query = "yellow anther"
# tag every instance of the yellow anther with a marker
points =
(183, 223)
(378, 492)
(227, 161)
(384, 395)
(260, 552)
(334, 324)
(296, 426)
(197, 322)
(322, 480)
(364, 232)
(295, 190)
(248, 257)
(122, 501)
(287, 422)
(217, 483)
——————
Reproduce every line of the records above, keeping each one unchanged.

_Exercise answer_:
query = "yellow anther"
# tag every instance of the yellow anther with a marker
points =
(183, 223)
(378, 492)
(227, 161)
(384, 395)
(260, 552)
(334, 324)
(296, 426)
(197, 322)
(322, 480)
(364, 232)
(295, 190)
(248, 257)
(122, 501)
(287, 422)
(217, 483)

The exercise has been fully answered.